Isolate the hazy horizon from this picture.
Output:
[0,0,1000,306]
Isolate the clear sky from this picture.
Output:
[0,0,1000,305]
═══
Your task:
Copy the rows above word for word, without changing anything.

Correct response:
Isolate the hazy horizon from this picture.
Output:
[0,0,1000,306]
Isolate the clear sky from this picture.
Output:
[0,0,1000,305]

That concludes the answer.